**Stated problem A:** In the rutile passage, which two trace-element-related H+-defects were observed in all investigated samples?
**Stated problem B:** List every publication cited in the rutile passage, giving each as author and year.
**Stated problem C:** Proceed with the passage on rutile trace elements and H+-defects, starting after its final sentence.

**Given passage:**
* * *

Rutile is the main host of HFSE in mafic rocks and controls the Nb–Ta budget of the bulk rock (e.g., Hermann 2002; Zack et al. 2002). Thus, Nb/Ta-ratios in rutile can be used to infer magmatic- and subduction zone processes (e.g., Foley et al. 2000; Rudnick et al. 2000; Stepanov and Hermann 2013). Most studied samples have subchondritic Nb/Ta-ratios of ~ 10–18 (Fig. 6b), thus are depleted in Nb in relation to Ta, as is typical for rutile from subducted oceanic- and continental crust (e.g., Meinhold 2010). Combining Nb/Ta-ratios and Zr/Hf-ratios has been used to differentiate metamorphic rutile and rutile related to LP fluid or magmatic sources (e.g. Pereira et al. 2021). Rutile with high Nb/Ta-ratios > 100 have been interpreted to be magmatic and low Zr/Hf- and Nb/Ta-ratios have been associated with fluid-related rutile, whereas Zr/Hf-ratios of ~ 10–60 and Nb/Ta-ratios of ~ 5–100 have been attributed to metamorphic rutile. Almost all rutile samples investigated in this study fall into the field of metamorphic rutile (Fig. 6c), with the exception of one eclogite and the placer deposit from Syros. Thus, none of the investigated hydrothermal and pegmatitic samples have Nb/Ta-ratios in the range that would be expected for LP fluid related or magmatic rutile, respectively. In this respect, our dataset does not follow the discrimination previously proposed and applied to detrital rutile, which could indicate that some hydrothermal and pegmatitic rutile in detrital studies could be incorrectly classified as metamorphic.

Significance of different defect types

Peak deconvolution has been performed on all measured spectra to identify different trace-element related H+-defects. In total, seven defects were identified amongst the investigated samples, with the spectra falling into four main classes, and some with subgroups. The most dominant H+-defects are related to Ti3+ and Fe3+, which have been observed in all investigated samples. The ratio of H+ related to Ti3+ over H+ related to Fe3+ is variable but shows that generally more H+ is coupled with Ti3+ than Fe3+, with a few exceptions. Seventeen metamorphic and one pegmatitic sample fall into the class only showing these two OH-bands. The most abundant spectral class was observed for 32 metamorphic and seven hydrothermal and pegmatitic samples. This class shows an Al3+-related H+-defect in addition to the Ti3+- and Fe3+-related defects. The relative amount of Al3+-related H+-defects is highly variable, although generally this defect appears to be important in natural rutile as it occurs in more than half of the investigated samples independently of metamorphic conditions and lithology, as well as in almost all hydrothermal and pegmatitic samples.

* * *

**Dataset items:**
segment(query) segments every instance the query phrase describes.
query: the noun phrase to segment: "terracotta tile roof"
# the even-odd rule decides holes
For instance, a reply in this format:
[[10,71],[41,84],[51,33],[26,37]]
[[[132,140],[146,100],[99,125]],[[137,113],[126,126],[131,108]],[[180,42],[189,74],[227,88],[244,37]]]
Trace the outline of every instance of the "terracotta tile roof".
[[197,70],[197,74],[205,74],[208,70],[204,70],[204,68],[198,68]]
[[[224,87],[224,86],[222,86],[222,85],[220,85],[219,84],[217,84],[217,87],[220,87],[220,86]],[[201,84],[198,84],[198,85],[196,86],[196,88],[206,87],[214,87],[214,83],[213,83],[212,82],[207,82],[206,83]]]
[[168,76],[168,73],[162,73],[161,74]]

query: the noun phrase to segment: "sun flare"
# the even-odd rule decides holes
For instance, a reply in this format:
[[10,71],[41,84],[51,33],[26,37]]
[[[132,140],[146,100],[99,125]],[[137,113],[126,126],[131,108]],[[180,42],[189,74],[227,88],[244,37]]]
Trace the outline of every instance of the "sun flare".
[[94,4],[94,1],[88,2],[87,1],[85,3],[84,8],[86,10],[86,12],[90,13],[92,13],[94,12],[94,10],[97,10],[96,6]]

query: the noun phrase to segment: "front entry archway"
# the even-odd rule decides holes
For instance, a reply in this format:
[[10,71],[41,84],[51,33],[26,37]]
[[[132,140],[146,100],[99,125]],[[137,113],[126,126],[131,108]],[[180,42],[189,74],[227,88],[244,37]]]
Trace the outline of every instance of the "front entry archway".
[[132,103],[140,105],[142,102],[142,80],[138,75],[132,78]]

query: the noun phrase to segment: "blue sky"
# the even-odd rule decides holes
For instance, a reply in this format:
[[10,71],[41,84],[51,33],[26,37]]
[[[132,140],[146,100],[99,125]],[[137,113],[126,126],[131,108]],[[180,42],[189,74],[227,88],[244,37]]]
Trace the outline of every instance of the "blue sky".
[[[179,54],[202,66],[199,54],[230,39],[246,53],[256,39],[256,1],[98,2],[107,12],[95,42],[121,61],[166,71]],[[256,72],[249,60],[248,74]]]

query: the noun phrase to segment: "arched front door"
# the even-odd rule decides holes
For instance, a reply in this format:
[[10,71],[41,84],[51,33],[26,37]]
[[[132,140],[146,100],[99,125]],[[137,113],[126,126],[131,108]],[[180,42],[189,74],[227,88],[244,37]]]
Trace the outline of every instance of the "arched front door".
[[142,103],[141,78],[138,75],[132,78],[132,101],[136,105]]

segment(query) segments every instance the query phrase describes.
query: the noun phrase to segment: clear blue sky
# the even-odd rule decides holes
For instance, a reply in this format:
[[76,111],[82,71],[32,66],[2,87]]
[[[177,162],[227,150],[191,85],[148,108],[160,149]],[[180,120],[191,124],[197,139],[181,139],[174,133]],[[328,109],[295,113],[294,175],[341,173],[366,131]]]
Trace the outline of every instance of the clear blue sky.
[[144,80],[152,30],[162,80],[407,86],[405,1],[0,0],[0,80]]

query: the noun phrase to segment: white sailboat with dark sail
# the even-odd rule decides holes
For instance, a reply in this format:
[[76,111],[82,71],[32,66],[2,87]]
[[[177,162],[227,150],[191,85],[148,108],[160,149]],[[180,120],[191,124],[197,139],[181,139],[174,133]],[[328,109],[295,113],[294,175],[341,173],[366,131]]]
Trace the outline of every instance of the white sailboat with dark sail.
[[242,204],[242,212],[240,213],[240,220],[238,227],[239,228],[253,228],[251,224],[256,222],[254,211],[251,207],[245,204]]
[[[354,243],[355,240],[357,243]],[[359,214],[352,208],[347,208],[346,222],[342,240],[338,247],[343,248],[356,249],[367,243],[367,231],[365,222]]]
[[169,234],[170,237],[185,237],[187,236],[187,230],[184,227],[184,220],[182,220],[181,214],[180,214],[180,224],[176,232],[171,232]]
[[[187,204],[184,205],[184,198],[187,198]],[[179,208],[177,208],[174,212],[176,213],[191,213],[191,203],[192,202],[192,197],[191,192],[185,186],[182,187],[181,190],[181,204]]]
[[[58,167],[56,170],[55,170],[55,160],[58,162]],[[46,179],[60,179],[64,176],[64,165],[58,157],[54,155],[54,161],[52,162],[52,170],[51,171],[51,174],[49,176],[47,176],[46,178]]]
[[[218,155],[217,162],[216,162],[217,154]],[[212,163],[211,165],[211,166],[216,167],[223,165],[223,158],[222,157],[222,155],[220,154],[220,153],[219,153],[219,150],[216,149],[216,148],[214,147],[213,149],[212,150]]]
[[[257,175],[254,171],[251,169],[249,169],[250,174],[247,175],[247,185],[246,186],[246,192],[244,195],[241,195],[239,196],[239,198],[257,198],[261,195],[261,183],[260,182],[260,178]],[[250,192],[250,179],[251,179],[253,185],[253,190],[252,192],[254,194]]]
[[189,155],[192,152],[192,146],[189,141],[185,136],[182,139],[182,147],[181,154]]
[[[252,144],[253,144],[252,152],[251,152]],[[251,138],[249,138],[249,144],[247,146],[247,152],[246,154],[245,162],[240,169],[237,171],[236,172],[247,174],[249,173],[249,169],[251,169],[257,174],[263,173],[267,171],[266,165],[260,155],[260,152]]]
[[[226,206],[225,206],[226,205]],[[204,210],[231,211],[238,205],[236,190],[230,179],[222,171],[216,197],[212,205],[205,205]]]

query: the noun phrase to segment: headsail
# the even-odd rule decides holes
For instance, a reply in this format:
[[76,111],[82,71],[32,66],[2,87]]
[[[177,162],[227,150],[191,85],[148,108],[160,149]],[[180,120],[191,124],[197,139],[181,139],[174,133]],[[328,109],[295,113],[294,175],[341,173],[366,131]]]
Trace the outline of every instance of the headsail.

* * *

**Exercise response A:** The H+-defects related to Ti3+ and Fe3+.

**Exercise response B:** Hermann 2002; Zack et al. 2002; Foley et al. 2000; Rudnick et al. 2000; Stepanov and Hermann 2013; Meinhold 2010; Pereira et al. 2021

**Exercise response C:**
Hydrogen defects related to divalent cations are significantly less important overall, with the Fe2+-related defect being slightly more common than the Cr2+- and Mg2+-related defects. Metamorphic samples showing Fe2+- and/or Cr2+-related OH-bands can be associated to fluid-related veins or similar fluid-related alteration of the host rock. The presence of Fe2+ and Cr2+ in rutile indicates reducing conditions, as both Fe and Cr are redox sensitive elements. Thus, the abundance of H+-defects related to Fe2+- and/or Cr2+ might be a potential redox indicator. However, further investigations to evaluate this hypothesis are needed.

The shoulder on the Ti3+-related OH-band at ~ 3310 cm−1 identified in three of the hydrothermal and pegmatitic samples has not previously been described. For known OH-defect types, an approximate linear relationship is observed between the wavenumber of the OH-band and the ionic radius of the related trace element (Lueder et al. 2023). For trivalent cations, a smaller ionic radius relates to an OH-band at a higher wavenumber, whereas for divalent cations ionic radius and wavenumber of the OH-band are positively correlated, therefore divalent cations with larger ionic radii have related OH-bands at higher wavenumbers. Additionally, OH-bands related to divalent cations generally show a wider peak shape, due to a weaker OH-bond. The observed OH-band at ~ 3310 cm−1 is located at a wavenumber range between the OH-bands related to Fe3+ and Al3+, and has a sharp, narrow shape. Thus, it is most likely related to a trivalent cation. Following the linear relationship described by Lueder et al. (2023), it can be expected that a trivalent cation related to an OH-band at ~ 3310 cm−1 has an ionic radius of ~ 59–65 pm. Vanadium (V3+) with an ionic radius of 64 pm (Shannon 1976) is the only trace element that is abundant in rutile which falls into the range of ionic radii. Thus, the OH-band at ~ 3310 cm−1 is attributed to H+ coupled with V3+.

H+ retention

As H+ potentially diffuses easily in mineral phases, including rutile (e.g., Caskey 1974; Johnson et al. 1975; Cathcart et al. 1979; Joachim-Mrosko et al. 2024), it is important to understand if the obtained H+ contents reflect the initial H+ contents and distributions in rutile during crystal growth, or if the H+ contents are partially to completely reset by diffusive H+ loss. However, H+ retention in natural rutile has not been comprehensively evaluated. FTIR mapping and H2O profiles can be used to assess the intra grain variability of H2O contents and thus the extent of H+ loss or H+ retention during metamorphism.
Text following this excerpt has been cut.